— start of LISTED RECORDS —

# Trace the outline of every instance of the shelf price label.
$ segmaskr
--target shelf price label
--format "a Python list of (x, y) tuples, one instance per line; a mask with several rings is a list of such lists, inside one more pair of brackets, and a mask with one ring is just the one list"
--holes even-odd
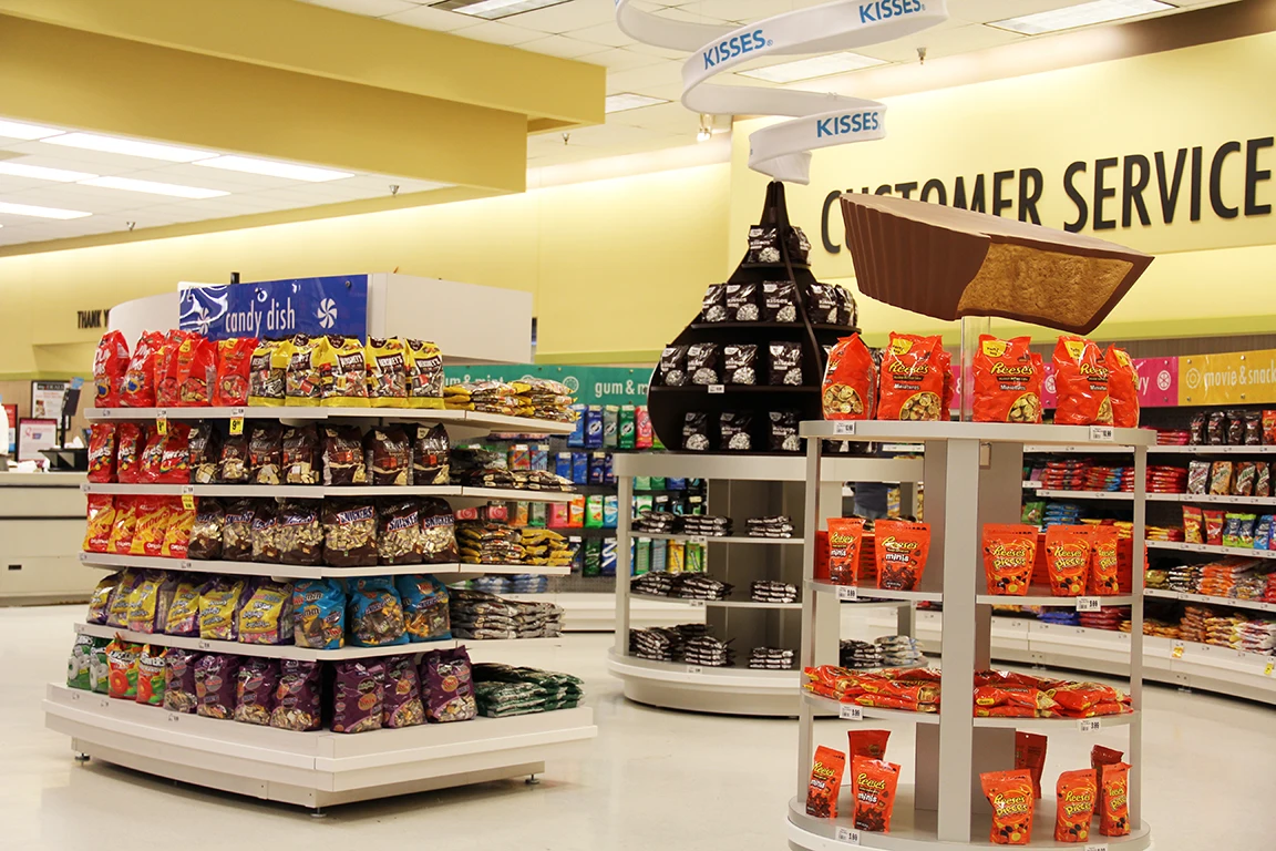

— end of LISTED RECORDS —

• WHAT IS ASKED
Put the text of the material above into a JSON list of strings, with one string for each line. Skip any blank lines and leave the picture out.

• RESULT OF THIS TASK
[
  "# Trace the outline of every instance of the shelf price label.",
  "$ segmaskr",
  "--target shelf price label",
  "--format \"a Python list of (x, y) tuples, one instance per line; a mask with several rings is a list of such lists, inside one more pair of brackets, and a mask with one ring is just the one list\"",
  "--holes even-odd"
]